Exercise instructions:
Down to the last line, output the records below exactly.

(Referring expression data)
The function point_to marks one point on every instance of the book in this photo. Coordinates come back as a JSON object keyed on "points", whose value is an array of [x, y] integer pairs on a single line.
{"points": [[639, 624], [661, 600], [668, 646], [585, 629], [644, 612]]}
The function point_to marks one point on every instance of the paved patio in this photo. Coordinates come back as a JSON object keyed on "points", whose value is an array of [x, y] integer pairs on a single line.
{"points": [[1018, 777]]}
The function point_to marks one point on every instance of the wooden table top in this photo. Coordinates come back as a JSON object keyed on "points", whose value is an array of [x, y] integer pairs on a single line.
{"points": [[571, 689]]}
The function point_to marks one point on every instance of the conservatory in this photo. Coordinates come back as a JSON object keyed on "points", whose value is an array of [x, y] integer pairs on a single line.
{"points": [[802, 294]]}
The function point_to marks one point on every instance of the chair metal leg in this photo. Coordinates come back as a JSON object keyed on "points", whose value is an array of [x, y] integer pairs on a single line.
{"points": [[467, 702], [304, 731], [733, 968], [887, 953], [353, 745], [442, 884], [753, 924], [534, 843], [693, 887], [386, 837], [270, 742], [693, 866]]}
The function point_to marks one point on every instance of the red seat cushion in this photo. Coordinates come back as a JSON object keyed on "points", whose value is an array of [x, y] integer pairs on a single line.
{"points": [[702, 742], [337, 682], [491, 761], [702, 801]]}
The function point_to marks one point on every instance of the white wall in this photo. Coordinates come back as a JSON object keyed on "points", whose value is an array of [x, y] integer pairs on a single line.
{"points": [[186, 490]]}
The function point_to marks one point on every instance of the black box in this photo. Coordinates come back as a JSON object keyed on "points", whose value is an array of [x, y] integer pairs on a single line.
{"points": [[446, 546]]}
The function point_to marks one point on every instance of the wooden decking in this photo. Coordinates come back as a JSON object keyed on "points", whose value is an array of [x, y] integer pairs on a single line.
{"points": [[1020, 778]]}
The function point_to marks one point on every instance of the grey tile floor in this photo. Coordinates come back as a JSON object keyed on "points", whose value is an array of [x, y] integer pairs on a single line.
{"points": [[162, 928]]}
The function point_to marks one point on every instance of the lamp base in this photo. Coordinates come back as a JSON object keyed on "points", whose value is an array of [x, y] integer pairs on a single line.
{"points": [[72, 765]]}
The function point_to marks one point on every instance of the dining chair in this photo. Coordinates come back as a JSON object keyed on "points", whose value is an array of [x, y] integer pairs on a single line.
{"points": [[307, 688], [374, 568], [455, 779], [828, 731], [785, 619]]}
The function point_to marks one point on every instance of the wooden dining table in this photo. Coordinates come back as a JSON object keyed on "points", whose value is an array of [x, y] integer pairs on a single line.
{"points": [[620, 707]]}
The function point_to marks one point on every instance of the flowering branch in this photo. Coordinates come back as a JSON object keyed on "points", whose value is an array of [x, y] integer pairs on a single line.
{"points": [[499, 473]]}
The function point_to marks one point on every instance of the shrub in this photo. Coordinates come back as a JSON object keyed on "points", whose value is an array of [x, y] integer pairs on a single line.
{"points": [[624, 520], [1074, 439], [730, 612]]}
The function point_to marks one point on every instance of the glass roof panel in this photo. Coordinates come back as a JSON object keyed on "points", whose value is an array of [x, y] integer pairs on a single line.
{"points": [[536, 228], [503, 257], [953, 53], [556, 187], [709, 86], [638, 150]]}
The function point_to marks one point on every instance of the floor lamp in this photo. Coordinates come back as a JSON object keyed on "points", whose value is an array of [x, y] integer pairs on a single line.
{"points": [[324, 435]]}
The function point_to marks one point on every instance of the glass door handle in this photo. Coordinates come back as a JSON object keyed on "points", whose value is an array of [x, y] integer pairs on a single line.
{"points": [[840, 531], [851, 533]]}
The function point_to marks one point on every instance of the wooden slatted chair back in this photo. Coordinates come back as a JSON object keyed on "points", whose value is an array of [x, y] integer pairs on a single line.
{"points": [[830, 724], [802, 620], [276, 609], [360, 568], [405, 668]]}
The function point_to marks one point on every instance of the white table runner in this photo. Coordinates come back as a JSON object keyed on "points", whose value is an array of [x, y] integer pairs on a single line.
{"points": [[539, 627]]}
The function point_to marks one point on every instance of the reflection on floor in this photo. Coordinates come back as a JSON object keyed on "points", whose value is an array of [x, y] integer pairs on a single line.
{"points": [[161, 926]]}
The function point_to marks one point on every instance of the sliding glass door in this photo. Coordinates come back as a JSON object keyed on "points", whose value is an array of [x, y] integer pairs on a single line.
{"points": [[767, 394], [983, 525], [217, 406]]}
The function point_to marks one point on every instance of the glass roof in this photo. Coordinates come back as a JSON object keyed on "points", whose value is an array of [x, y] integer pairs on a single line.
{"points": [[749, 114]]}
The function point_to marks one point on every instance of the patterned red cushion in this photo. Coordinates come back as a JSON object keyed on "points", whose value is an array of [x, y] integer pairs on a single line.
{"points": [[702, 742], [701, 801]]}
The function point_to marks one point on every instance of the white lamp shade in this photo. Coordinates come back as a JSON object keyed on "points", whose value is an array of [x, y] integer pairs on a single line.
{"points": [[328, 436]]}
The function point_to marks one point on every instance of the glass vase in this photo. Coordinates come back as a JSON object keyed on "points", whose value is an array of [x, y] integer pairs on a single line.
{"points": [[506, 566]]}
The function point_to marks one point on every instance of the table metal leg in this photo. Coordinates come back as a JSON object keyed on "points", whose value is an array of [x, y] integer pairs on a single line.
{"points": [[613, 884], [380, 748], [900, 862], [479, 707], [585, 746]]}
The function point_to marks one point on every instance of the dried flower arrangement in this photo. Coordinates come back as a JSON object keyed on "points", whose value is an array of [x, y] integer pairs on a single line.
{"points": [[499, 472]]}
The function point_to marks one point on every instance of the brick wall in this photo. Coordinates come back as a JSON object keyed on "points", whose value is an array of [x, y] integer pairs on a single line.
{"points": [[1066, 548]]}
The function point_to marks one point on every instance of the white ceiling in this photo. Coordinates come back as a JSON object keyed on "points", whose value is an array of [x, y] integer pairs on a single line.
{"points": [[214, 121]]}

Expected answer:
The function point_to marks one point on every instance of the book in this photo. Coordinates come back as a JSON object keyed on "points", whose value is an array of [x, y] integer pairs on a single line.
{"points": [[639, 624], [661, 600], [668, 646], [585, 629], [644, 612]]}
The function point_to marks one point on every instance of the paved patio in this photo. Coordinates come back as a JSON object keyed on "points", whose value is an array of [x, y] integer pairs on a single line.
{"points": [[1018, 777]]}
The function point_to marks one point on every instance of the wooden table top in this photo. Coordinates come back as a JSON object keyed on "points", whose value is an array of [x, y] integer pairs on a single line.
{"points": [[571, 689]]}
The function point_to marks one point on every instance of the conservatory in this photo. Coordinates come back as a JSON object keyed on "points", whose value is an array of [x, y] integer pairs on a single line.
{"points": [[802, 294]]}
The function point_to marks one point on every instance of the chair metal leg in this photo. Coordinates come back as a JSON object keyed on "points", whose value is an array of [x, y] integer pairs on a single line.
{"points": [[467, 702], [304, 731], [733, 968], [887, 953], [353, 745], [442, 884], [753, 924], [534, 843], [693, 887], [386, 837], [270, 742], [693, 866]]}
The function point_to marks one point on every instance of the red seat cushion in this photo. Coordinates come back as a JSON object keyed on "points", whose value is an array of [x, y] integer pairs on a single line.
{"points": [[702, 742], [337, 682], [491, 761], [702, 801]]}
The function point_to marks one point on every instance of the white wall in this photo. Coordinates come back as a JSON object keyed on "points", whose value is an array of [x, y] integer pairs on a single line.
{"points": [[186, 490]]}
The function point_to marks one point on every instance of the black box in this photo. Coordinates come back as a JSON object keyed on "points", whose value is an array of [x, y] integer pairs on a single line.
{"points": [[446, 546]]}
The function point_to marks one point on every instance of the wooden decking in this photo. Coordinates come back as a JSON object keyed on "points", whose value is an array of [x, y] integer pairs on a single line.
{"points": [[1020, 778]]}
The function point_to marks one point on every instance of the grey tile floor in this photo. Coordinates come back as a JSON object keyed on "points", whose value is an array of [x, y] integer pairs on a single line.
{"points": [[162, 928]]}
The function point_to marks one point on every instance of the lamp base in this photo. Coordinates come back as a JSON object keyed on "points", whose value is an array of [x, y] integer pairs on a single line.
{"points": [[72, 765]]}
The function point_to marks one point on every instance of the dining chair in this photo. Coordinates come back as a JSON object keyed on "points", whose value is an array of [x, y] integer pairs on a single line.
{"points": [[307, 688], [374, 568], [455, 779], [828, 731], [785, 619]]}
The function point_to marks one point on every instance of the wooden dining table in this photo. Coordinates come back as a JSON object keyed on "points", whose value is an array of [x, y] integer pairs on a single line.
{"points": [[620, 707]]}
The function point_to marks one point on every instance of the flowering branch in this photo. Coordinates come back as a JSON object keyed on "points", whose value is an array of [x, y] integer pairs on a single line.
{"points": [[499, 473]]}
The function point_to marks one point on every instance of the shrub in this photo. Coordinates come back as a JSON object keyed on "points", whose value is an array of [x, y] integer pairs on a single line.
{"points": [[624, 520], [1074, 439], [730, 612]]}
The function point_to marks one point on every instance of the glass roof panel in this photo. Coordinates come back as a JSON object keyed on "points", whose value is an array of [x, y] integer pairs on a single line.
{"points": [[536, 228], [503, 257], [953, 53], [556, 187], [709, 86], [638, 150]]}
The function point_to marks one point on every instance of the floor lamp in this photo. Coordinates come back as a JSON object keyed on "points", whose value is an array of [x, y] integer pairs on a single line.
{"points": [[324, 435]]}
The function point_to marks one point on every instance of the glass door handle in this photo. Coordinates come back as a JSON object keyed on "points", whose value is an array of [x, y] integer pairs on a single line.
{"points": [[840, 531], [851, 533]]}
The function point_to marks one point on every instance of the wooden slatted chair back in this photo. Coordinates come back as a JSON object keyed on "points", whose value is an array of [x, y] integer pairs on a single line.
{"points": [[830, 724], [802, 620], [276, 609], [360, 568], [405, 668]]}
The function point_to marks one point on every instance of the white table runner in this photo. Coordinates come back as a JSON object keyed on "points", whose value is an array of [x, y] integer pairs on a single line.
{"points": [[539, 627]]}
The function point_to marks one point on every instance of the reflection on floor in this photo. Coordinates come back as a JSON object keyed on "points", whose value is an array of [x, y] integer pairs on a single line.
{"points": [[161, 926]]}
The function point_to marks one point on every instance of the sliding glass door in this photo. Coordinates come back as a JSON object keyed on "points", whose value is an array of [x, y] integer pairs on a single line.
{"points": [[767, 394], [983, 525], [217, 406]]}
The function point_to marks one point on every instance of the glass roof in this photo. Coordinates come back as a JSON object keyed on "points", whose value is an array of [x, y] integer pairs on a single line.
{"points": [[749, 114]]}
The function point_to marks one point on every instance of the patterned red cushion in this photo. Coordinates come back as a JSON object keyed on "points", whose value is an array of [x, y] integer pairs on a single line.
{"points": [[702, 742], [701, 801]]}
The function point_to marks one point on every instance of the white lamp shade in this photo. Coordinates come back as a JSON object keyed on "points", whose value is an array of [x, y] integer pairs on a single line.
{"points": [[328, 436]]}
The function point_to marks one point on every instance of the glass vase in this photo. Coordinates come back as a JSON object keyed on "points", whose value is an array of [x, y] integer pairs on a single line.
{"points": [[506, 566]]}
The function point_to marks one point on every instance of the table metal leg in this photo. Coordinates come back as a JSON object keyed on "points", whose value is an array of [x, y] integer pairs on a single line.
{"points": [[613, 884], [380, 748], [900, 862], [479, 707], [585, 746]]}
The function point_to marks one point on every instance of the dried flower arrangement in this photo. Coordinates come back as a JSON object keyed on "points", whose value is an array of [x, y] integer pairs on a single line.
{"points": [[499, 472]]}
The function point_to marks one point on every instance of the brick wall in this photo. Coordinates come back as a JSON object keyed on "points", whose value is an array of [x, y] integer pairs on a single line.
{"points": [[1066, 548]]}
The function point_to marks one point on every instance of the white ceiling in this photo. Coordinates come back as a JSON object keyed on "points", whose value is an array of [x, y] integer pairs on a single line.
{"points": [[214, 121]]}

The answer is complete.